Task brief
What is needed is an exact repeat of the entries, with no pictures in it.

Natural-language object grounding data:
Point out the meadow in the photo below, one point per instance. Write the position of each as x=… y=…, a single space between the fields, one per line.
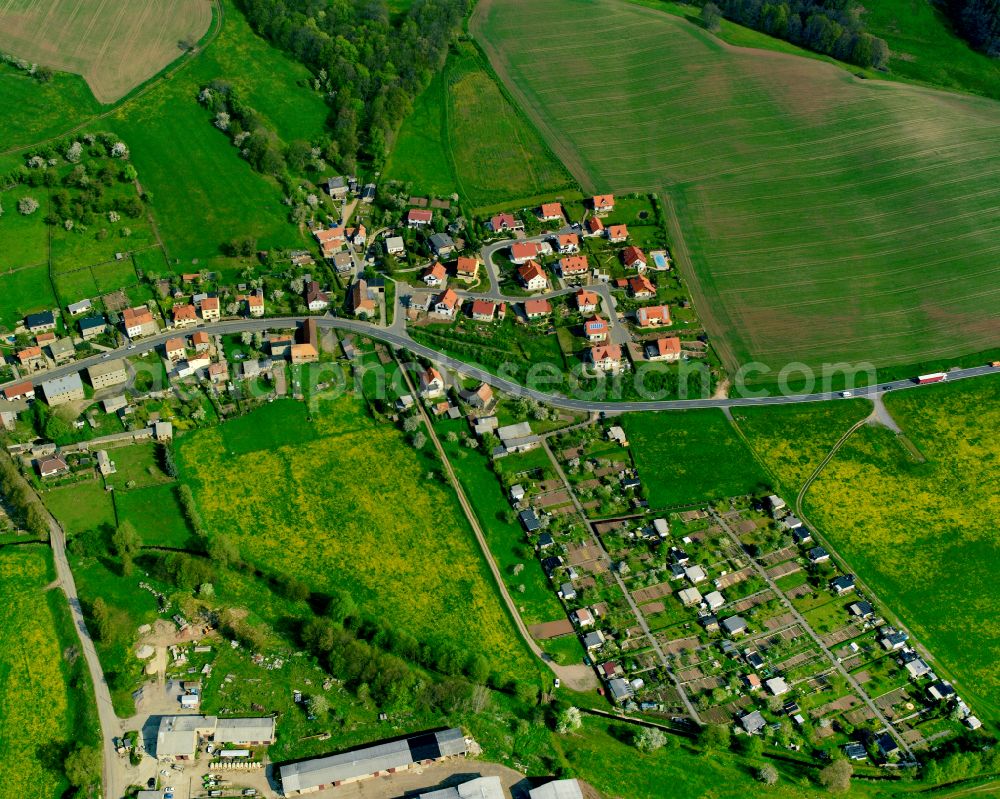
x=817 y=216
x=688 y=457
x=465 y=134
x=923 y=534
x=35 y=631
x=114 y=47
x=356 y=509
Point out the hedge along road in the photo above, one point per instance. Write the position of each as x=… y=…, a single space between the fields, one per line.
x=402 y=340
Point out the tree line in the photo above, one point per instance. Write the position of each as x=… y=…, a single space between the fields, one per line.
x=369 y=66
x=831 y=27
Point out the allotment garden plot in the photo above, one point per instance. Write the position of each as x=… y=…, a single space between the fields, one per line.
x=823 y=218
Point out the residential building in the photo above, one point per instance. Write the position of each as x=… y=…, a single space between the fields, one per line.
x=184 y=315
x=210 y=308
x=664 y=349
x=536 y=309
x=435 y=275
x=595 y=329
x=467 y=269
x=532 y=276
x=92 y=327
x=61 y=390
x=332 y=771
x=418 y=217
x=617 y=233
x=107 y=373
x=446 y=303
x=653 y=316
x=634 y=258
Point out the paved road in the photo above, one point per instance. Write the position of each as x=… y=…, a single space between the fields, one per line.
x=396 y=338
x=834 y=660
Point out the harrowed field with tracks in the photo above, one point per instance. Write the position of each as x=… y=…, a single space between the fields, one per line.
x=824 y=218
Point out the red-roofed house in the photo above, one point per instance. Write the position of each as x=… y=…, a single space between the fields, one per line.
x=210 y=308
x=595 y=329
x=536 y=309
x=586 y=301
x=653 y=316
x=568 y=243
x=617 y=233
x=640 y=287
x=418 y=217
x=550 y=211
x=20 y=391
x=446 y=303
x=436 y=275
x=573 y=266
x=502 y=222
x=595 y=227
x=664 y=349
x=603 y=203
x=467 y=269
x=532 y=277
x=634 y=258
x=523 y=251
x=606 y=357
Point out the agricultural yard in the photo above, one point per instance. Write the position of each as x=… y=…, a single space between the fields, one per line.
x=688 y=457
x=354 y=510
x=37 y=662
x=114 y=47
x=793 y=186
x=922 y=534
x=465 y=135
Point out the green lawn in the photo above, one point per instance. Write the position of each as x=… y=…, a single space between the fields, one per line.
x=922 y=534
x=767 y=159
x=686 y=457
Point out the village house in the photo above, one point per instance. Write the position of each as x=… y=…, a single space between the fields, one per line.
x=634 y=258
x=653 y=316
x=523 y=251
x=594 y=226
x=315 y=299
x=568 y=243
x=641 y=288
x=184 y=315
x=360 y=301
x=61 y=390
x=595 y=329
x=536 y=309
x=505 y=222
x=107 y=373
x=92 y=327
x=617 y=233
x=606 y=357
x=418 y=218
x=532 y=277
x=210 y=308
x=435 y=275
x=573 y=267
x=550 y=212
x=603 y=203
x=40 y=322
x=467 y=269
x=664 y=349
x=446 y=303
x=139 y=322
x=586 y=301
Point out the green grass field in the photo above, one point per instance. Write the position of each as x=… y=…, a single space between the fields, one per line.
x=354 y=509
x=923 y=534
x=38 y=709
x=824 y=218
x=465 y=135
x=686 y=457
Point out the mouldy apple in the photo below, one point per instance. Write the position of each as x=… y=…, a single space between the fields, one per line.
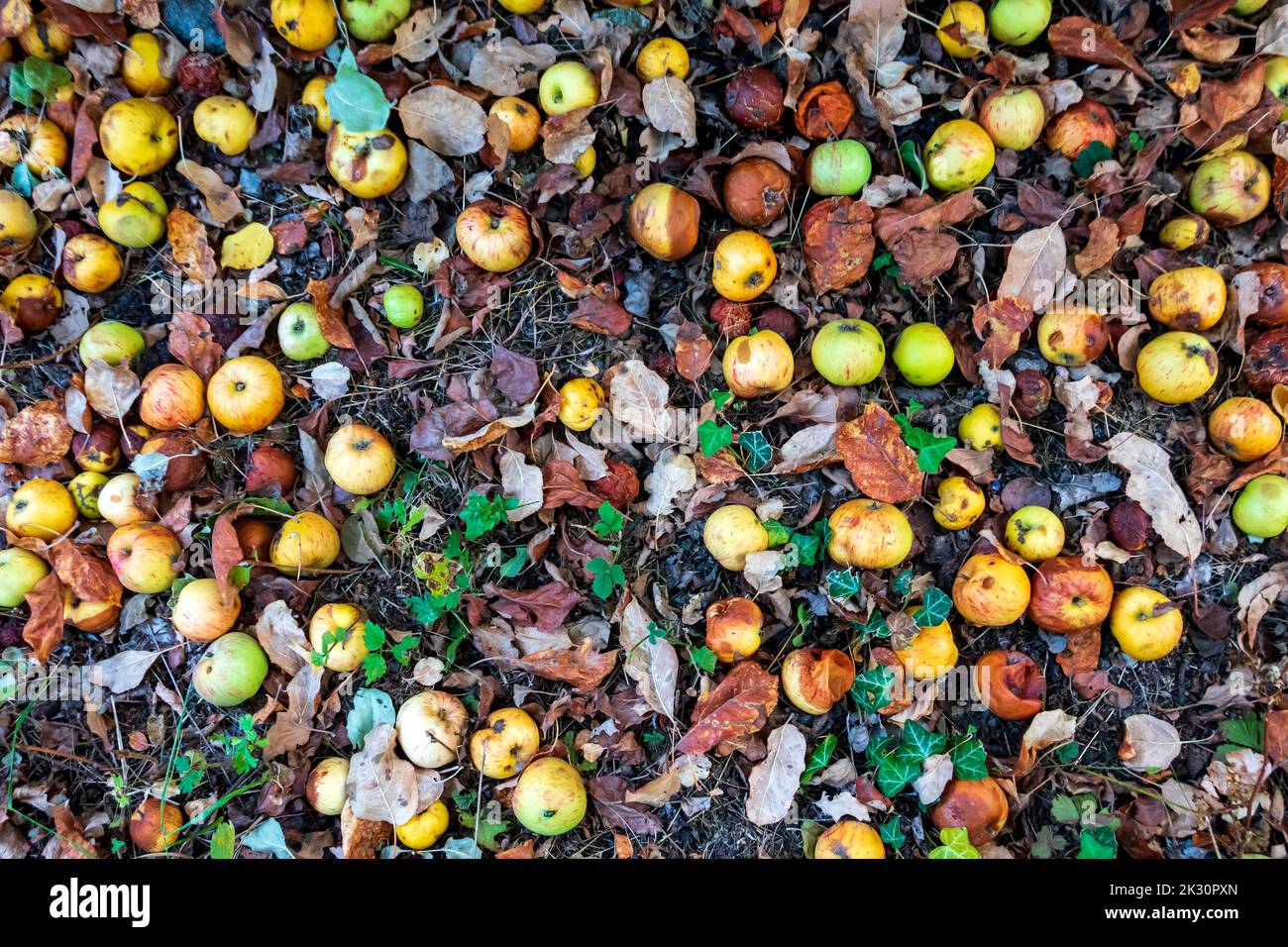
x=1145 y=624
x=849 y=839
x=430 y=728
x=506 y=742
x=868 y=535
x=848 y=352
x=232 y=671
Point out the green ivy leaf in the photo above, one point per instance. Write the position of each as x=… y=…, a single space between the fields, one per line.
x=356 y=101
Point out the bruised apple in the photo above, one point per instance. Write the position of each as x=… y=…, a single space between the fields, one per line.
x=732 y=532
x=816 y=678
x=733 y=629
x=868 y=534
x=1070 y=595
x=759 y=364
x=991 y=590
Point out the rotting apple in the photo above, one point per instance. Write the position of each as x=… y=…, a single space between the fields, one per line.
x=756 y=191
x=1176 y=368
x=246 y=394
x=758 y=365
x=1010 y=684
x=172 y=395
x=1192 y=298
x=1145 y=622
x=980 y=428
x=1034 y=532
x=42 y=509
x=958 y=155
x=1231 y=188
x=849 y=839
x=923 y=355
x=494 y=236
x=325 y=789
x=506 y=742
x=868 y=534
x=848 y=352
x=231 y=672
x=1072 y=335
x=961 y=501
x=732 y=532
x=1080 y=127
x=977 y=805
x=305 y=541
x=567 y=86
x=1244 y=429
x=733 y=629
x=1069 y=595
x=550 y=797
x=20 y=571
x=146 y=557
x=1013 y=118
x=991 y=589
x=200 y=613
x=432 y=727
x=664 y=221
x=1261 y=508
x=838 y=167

Answer section
Point out the meadow in the photo below, one point per instance. Write the position of each as x=… y=…, a single space between the fields, one per line.
x=817 y=216
x=688 y=457
x=465 y=134
x=923 y=534
x=35 y=631
x=114 y=47
x=356 y=509
Point out the hedge along road in the photo above, one point per instance. Write the position of each as x=… y=…, a single space between the fields, one per line.
x=402 y=340
Point out the tree line in the photo above, one point per instance. Write the position of each as x=… y=…, a single space between the fields, one per line.
x=369 y=66
x=831 y=27
Point out the allotment garden plot in the photo above, one point per instance. Write the position of each as x=… y=…, a single space between the fields, one per line.
x=823 y=218
Point out the residential building in the photo above, one point per instance. Write the position of each as x=… y=…, a single space between the fields, one per line.
x=184 y=315
x=210 y=308
x=664 y=349
x=536 y=309
x=435 y=275
x=595 y=329
x=467 y=269
x=532 y=276
x=92 y=327
x=61 y=390
x=332 y=771
x=418 y=217
x=617 y=233
x=107 y=373
x=446 y=303
x=653 y=316
x=634 y=258
Point out the paved road in the photo above, one point per instance. Write the position of each as x=… y=…, a single space between the fields, one per line.
x=396 y=338
x=834 y=660
Point out the harrowed field with tracks in the photo above, one point per instance. Write the position of each as x=… y=…, a single space between the fields, one per line.
x=824 y=218
Point out the red-roofed house in the photo above, one point per instance. Write the position of each as x=… y=…, a single space between the fields, one per line.
x=210 y=308
x=595 y=329
x=536 y=309
x=586 y=301
x=653 y=316
x=568 y=243
x=617 y=233
x=640 y=287
x=418 y=217
x=550 y=211
x=20 y=391
x=446 y=303
x=436 y=275
x=573 y=266
x=502 y=222
x=595 y=227
x=664 y=349
x=603 y=203
x=467 y=269
x=532 y=277
x=634 y=258
x=523 y=251
x=606 y=357
Point out the agricultural yard in the photo above, one point per instance. Write the position of each as x=… y=…, a single space between the fields, one per line.
x=688 y=457
x=354 y=510
x=37 y=662
x=114 y=47
x=793 y=186
x=922 y=534
x=465 y=135
Point out the green lawn in the photo above, one point per instance. Write the position of each as x=… y=…, a single space between the fields, one per line.
x=922 y=534
x=767 y=159
x=686 y=457
Point out the village house in the photo above, one point per instance. Write the position of each as x=… y=…, a single space between the fields, one per line.
x=634 y=258
x=653 y=316
x=523 y=251
x=594 y=226
x=315 y=299
x=568 y=243
x=641 y=288
x=184 y=315
x=360 y=301
x=61 y=390
x=595 y=329
x=536 y=309
x=505 y=222
x=107 y=373
x=92 y=327
x=617 y=233
x=606 y=357
x=418 y=218
x=532 y=277
x=210 y=308
x=435 y=275
x=573 y=267
x=550 y=212
x=603 y=203
x=40 y=322
x=467 y=269
x=664 y=349
x=446 y=303
x=139 y=322
x=586 y=301
Point out the green grass field in the photo above, one point per instance. Write the position of each as x=… y=…, a single space between the fields, one per line.
x=354 y=509
x=923 y=534
x=38 y=709
x=824 y=218
x=465 y=135
x=686 y=457
Point out the mouldy apple in the photo below, one point per instance. Write the position of each as x=… y=…, a single space between the fields, one per line.
x=1145 y=624
x=849 y=839
x=430 y=728
x=506 y=742
x=868 y=535
x=848 y=352
x=232 y=671
Point out the green ivy leaf in the photo above, one point per instance. Write the position of each as x=… y=…, a single space between the fields, one per line.
x=356 y=101
Point out the bruised apple in the photo above, one point per instance. Write the position of each as x=… y=…, a single space between the fields, one per line.
x=732 y=532
x=816 y=678
x=733 y=629
x=868 y=534
x=1070 y=595
x=759 y=364
x=991 y=590
Point out the rotting apple in the photo above, one point per instance. Write the position of each as x=… y=…, a single space between the fields, one per line.
x=756 y=191
x=1176 y=368
x=246 y=394
x=758 y=365
x=1010 y=684
x=172 y=395
x=1192 y=298
x=1145 y=622
x=980 y=428
x=1034 y=532
x=42 y=509
x=958 y=155
x=1231 y=188
x=849 y=839
x=923 y=355
x=494 y=236
x=325 y=789
x=506 y=742
x=868 y=534
x=848 y=352
x=231 y=672
x=1072 y=335
x=961 y=501
x=732 y=532
x=1080 y=127
x=977 y=805
x=305 y=541
x=567 y=86
x=1244 y=429
x=733 y=629
x=1069 y=595
x=550 y=797
x=20 y=571
x=146 y=557
x=1013 y=118
x=991 y=589
x=200 y=613
x=432 y=727
x=664 y=221
x=1261 y=508
x=838 y=167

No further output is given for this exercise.